■ **Page extract**:

Cubist Pharmaceuticals, Inc. (NASDAQ: CBST) today announced that it has completed the previously announced acquisition of Trius Therapeutics, Inc. (NASDAQ: TSRX) for an aggregate upfront cash consideration of approximately $704 million. Effective today, Trius common stock will cease to be traded on the NASDAQ.
“We are very pleased to complete this acquisition and welcome the Trius team to Cubist,” said Cubist Chief Executive Officer Michael Bonney. “Trius is an excellent strategic fit, and its lead product candidate, tedizolid phosphate, has the potential to be an important new treatment in the fight against resistant infections. The need for new treatments to combat drug resistant bacteria is growing, and we will work diligently to bring this antibiotic product candidate to market in order to help hospitals and their patients combat these infections. This transaction is also an important step towards achieving Cubist’s
Building Blocks of Growth
and continuing our track record of driving shareholder value over the long term.”
Cubist Pharmaceuticals, Inc. is a biopharmaceutical company focused on the research, development, and commercialization of pharmaceutical products that address significant unmet medical needs in the acute care environment. Cubist is headquartered in Lexington, Mass. Additional information can be found at Cubist’s web site at
Forward Looking Statements
This press release contains forward-looking statements within the meaning of the Private Securities Litigation Reform Act of 1995 and other federal securities laws. Any statements contained herein which do not describe historical facts, including but not limited to, statements regarding: Cubist’s acquisition of Trius, including the anticipated strategic benefits of the acquisition; the therapeutic and commercial potential of tedizolid phosphate; and our progress against our Building Blocks of Growth long-term goals, are forward-looking statements which involve risks and uncertainties that could cause actual results to differ materially from those discussed in such forward-looking statements. Such risks and uncertainties include: the ability of Cubist to successfully integrate Trius’ operations and employees; the anticipated benefits of the transaction may not be realized; risks related to drug development and commercialization; the ability of Cubist to achieve its Building Blocks of Growth long-range goals, including as a result of Cubist’s ability to continue to grow revenues from the sale of CUBICIN® and ENTEREG®, generic and other competition, manufacturing issues, Cubist’s ability to successfully develop, gain marketing approval for and commercially launch its product candidates for their planned indications and on their expected timelines, and Cubist’s ability to discover, in-license or acquire new products and product candidates; and those additional factors discussed in Cubist’s and Trius’ most recent Quarterly and Annual Reports on Forms 10-Q and 10-K filed with the Securities and Exchange Commission. Cubist and Trius caution investors not to place considerable reliance on the forward-looking statements contained in this press release. These forward-looking statements speak only as of the date of this document, and Cubist and Trius undertake no obligation to update or revise any of these statements.

■ **Problem to work on**: Write out the part of the Cubist press release that opens with the words containing "Cubist Pharmaceuticals, Inc. (NASDAQ: CBST)" and closes with "on the NASDAQ.", changing "upfront" to "initial". The listing that follows has no connection to the Cubist press release.

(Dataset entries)
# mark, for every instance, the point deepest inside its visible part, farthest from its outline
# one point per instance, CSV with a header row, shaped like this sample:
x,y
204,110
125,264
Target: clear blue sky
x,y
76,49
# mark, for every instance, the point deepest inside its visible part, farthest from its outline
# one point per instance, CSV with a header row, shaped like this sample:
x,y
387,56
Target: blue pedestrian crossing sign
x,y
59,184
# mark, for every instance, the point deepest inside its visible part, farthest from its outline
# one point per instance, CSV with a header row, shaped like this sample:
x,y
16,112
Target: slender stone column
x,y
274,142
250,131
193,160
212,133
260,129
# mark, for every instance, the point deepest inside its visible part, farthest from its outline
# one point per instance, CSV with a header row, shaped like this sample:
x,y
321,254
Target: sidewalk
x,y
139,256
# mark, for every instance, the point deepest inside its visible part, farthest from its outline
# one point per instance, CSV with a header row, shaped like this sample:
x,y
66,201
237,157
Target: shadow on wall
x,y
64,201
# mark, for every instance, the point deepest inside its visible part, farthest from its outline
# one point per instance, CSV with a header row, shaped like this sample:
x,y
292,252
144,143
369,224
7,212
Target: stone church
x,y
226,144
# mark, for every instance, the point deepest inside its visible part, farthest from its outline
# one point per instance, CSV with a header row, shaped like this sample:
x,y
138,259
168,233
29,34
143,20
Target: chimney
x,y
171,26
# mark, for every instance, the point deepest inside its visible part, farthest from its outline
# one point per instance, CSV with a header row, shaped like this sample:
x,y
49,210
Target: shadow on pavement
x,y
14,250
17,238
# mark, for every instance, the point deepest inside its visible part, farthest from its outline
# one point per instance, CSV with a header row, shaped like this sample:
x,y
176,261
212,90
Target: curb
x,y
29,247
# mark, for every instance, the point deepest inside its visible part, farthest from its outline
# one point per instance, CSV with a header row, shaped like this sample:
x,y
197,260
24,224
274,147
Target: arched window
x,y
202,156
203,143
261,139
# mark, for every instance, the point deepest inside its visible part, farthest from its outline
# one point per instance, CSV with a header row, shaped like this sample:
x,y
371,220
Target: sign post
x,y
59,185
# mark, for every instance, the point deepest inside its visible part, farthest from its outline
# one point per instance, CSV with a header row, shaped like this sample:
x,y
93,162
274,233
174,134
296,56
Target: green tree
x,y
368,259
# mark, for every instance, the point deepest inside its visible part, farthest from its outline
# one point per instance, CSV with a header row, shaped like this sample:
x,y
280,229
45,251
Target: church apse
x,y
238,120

■ **Task response**:
Cubist Pharmaceuticals, Inc. (NASDAQ: CBST) today announced that it has completed the previously announced acquisition of Trius Therapeutics, Inc. (NASDAQ: TSRX) for an aggregate initial cash consideration of approximately $704 million. Effective today, Trius common stock will cease to be traded on the NASDAQ.